--- Your instructions ---
Pick up the account of the 1960 Nashville lunch-counter sit-ins and carry it forward from its final sentence.

--- Document extract ---
◆ ◆ ◆ ◆

Twelve days after the Greensboro incident, forty students sat in at Woolworth's in Nashville. There was at first some discussion about whether the white exchange students should go along, but finally the prevailing opinion was in favor. Candie Anderson recalls:
That first sit-in was easy.... It was a Thursday afternoon and it was snowing. There were not many people downtown. Store personnel ran around nervously.... My friends were determined to be courteous and wellbehaved.... Most of them read or studied while they stayed at the counters, for three of four hours. I heard them remind each other not to leave cigarette ashes on the counter, to take off their hats, etc.... When the sit-in was over we all met in church. There must have been five hundred kids there, and we all sang together...
By the fourth sit-in, tension was mounting rapidly. There was violence that day. Lighted cigarettes were pushed against the backs of girls sitting at the counter. A white sit-inner, on a stool beside a Negro girl, became a special object of attention by the crowd nearby. Someone kept calling him a "nigger lover." When he didn't respond he was pulled off the stool, thrown to the floor, and kicked. At McClellan's variety store, a white man kept blowing cigar smoke into the face of a Negro sitting at the counter, a Fisk University student named Paul LePrad, who made no move. This infuriated the man. He pulled the student from his stool and hit him. LePrad got back on the stool. He was pulled off again and hit. The police came and arrested LePrad and the seventeen students sitting in with him.
The group at Woolworth's, where Candie Anderson was, heard about this incident. They decided to go McClellan's to protest.
There was a rope around the stools, showing that the counter was closed. We climbed over the rope. A policeman stood there and said quite clearly, "do not sit down," and we sat down...I became suddenly aware of the crowd of people standing behind us.... Young kids threw french fried potatoes at us, and gum, and cigarette butts. I looked down the counter at Barbara Crosby in a straight pink skirt and nice white blouse, and at Stephen in a dark suit, with a calculus book.... The policemen simply lined up behind us and peeled us two by two off the stools.... The crowd in the store, ..shouted out approval. They said about Barbara and me...Oh, white...WHITE, WHITE, WHITE! Three paddy wagons were blinking at us from the street. Once more we had to walk through those crowds. Someone spit right in front of me.... The TV cameras took lots of pictures, and we drove off to the Nashville city jail.

◆ ◆ ◆ ◆

--- Provided information ---
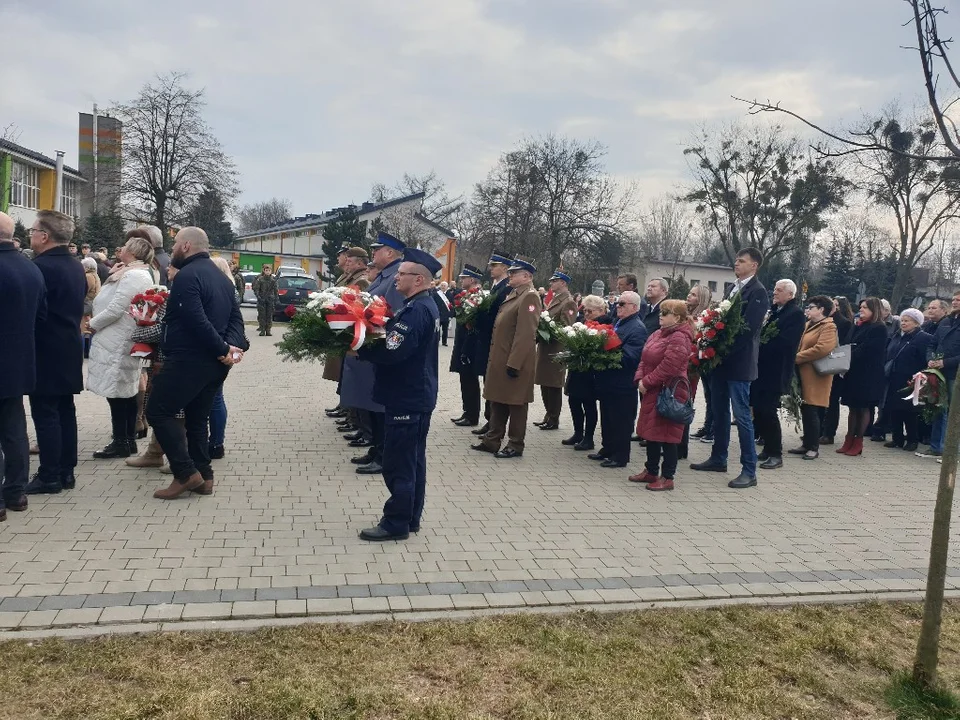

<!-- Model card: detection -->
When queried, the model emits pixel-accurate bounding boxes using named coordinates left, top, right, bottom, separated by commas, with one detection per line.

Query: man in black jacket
left=147, top=227, right=248, bottom=500
left=470, top=251, right=513, bottom=435
left=26, top=210, right=87, bottom=495
left=690, top=248, right=770, bottom=490
left=0, top=212, right=47, bottom=521
left=750, top=280, right=804, bottom=470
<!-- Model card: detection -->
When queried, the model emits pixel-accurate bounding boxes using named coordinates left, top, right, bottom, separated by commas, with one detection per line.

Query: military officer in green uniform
left=253, top=265, right=277, bottom=336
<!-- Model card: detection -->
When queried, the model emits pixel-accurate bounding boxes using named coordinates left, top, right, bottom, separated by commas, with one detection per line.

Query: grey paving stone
left=297, top=585, right=337, bottom=600
left=37, top=595, right=87, bottom=610
left=173, top=590, right=221, bottom=605
left=257, top=587, right=297, bottom=600
left=0, top=596, right=41, bottom=612
left=370, top=583, right=404, bottom=597
left=337, top=585, right=370, bottom=598
left=403, top=583, right=430, bottom=597
left=83, top=593, right=133, bottom=608
left=130, top=590, right=173, bottom=605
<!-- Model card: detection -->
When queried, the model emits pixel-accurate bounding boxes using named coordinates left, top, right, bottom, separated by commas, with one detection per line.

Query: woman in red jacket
left=630, top=300, right=693, bottom=490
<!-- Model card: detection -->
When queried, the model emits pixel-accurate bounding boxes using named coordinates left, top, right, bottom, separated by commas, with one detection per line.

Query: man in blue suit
left=26, top=210, right=87, bottom=495
left=0, top=212, right=47, bottom=521
left=690, top=248, right=770, bottom=490
left=357, top=248, right=442, bottom=541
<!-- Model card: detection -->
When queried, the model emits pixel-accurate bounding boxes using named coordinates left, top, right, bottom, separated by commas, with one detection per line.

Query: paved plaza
left=0, top=327, right=960, bottom=637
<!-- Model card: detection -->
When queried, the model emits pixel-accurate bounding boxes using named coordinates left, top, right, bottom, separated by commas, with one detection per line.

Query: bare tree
left=237, top=198, right=293, bottom=234
left=683, top=125, right=847, bottom=263
left=113, top=72, right=237, bottom=230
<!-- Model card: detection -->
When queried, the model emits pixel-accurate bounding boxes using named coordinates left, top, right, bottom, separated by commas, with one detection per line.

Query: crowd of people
left=0, top=210, right=249, bottom=520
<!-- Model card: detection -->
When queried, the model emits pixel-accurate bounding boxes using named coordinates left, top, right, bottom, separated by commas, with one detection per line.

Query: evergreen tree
left=322, top=209, right=368, bottom=282
left=187, top=185, right=237, bottom=248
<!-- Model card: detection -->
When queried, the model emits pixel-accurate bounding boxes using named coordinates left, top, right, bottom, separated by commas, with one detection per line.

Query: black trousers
left=567, top=398, right=599, bottom=442
left=0, top=395, right=30, bottom=508
left=800, top=403, right=823, bottom=451
left=883, top=399, right=920, bottom=445
left=107, top=395, right=137, bottom=441
left=600, top=388, right=639, bottom=464
left=380, top=411, right=430, bottom=535
left=753, top=407, right=783, bottom=457
left=459, top=372, right=480, bottom=423
left=147, top=354, right=230, bottom=482
left=30, top=395, right=77, bottom=482
left=540, top=385, right=563, bottom=425
left=644, top=440, right=679, bottom=480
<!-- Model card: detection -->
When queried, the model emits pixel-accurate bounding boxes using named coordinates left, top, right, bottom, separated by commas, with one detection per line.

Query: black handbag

◆ ◆ ◆ ◆

--- Exercise output ---
With seventy-six students in jail, a group of NAACP people in Nashville met the next day and pledged support. Fisk University President Stephen Wright said: "Students have been exposed all their lives to the teachings of the great American scriptures of democracy, freedom, and equality, and no literate person should be surprised that they reflect these teachings in their conduct."
But at white Vanderbilt University in Nashville, where a thirtyone-year-old Negro named James Lawson was enrolled in the Divinity School, it was different. Lawson, a conscientious objector and a pacifist, believed in nonviolent resistance. When the first mass arrests took place, newspapermen quoted him as saying he would advise students to violate the law.
The Nashville Banner
immediately called this "incitation to anarchy" and added: "There is no place in Nashville for flannel-mouthed agitators, white or colored—under whatever sponsorship, imported for preachment of mass disorder; self-supported vagrants, or paid agents of strife-breeding organizations." The Vanderbilt trustees, one of whom was the publisher of the
Nashville Banner,
another of whom was president of one of the large department stores where sit-ins had taken place, voted the next day to give Lawson the choice of withdrawing from the movement or dismissal from the University.
Charging the press with distorting his statements, Lawson refused to leave the movement, and in early March he was expelled, three months before his scheduled graduation. Most of the sixteen faculty members of the divinity school, all white, protested. By May, eleven of them, as well as Dean J. Robert Nelson, had resigned over the refusal of the school to re-admit Lawson, leaving four persons on the divinity school faculty. The
Richmond News Leader
commented: "Good riddance...Vanderbilt University will be better off..."
The Nashville sit-ins continued, with arrests, trials, and students deciding to stay in jail in protest rather than pay fines or put up bond. Chief defense lawyer for the students was sixty-two-year-old Z. Alexander Looby, a distinguished Negro attorney, born in Trinidad, and a member of the Nashville City Council.
On April 19, at five o'clock in the morning, while Looby and his wife were asleep in the backroom of their home, one block away from Fisk University's campus, a bomb exploded on his porch. In her dormitory room, Candie Anderson was awakened by the noise. "Only one time in my life have I heard a sound worse than the one when Mr. Looby's house was bombed," she wrote later. "That was when a girl fainted and I heard her head hit the floor: That's the kind of feeling it left when we heard the explosion.... It would have seemed unreal, I think, if the sirens had not kept insistently coming..."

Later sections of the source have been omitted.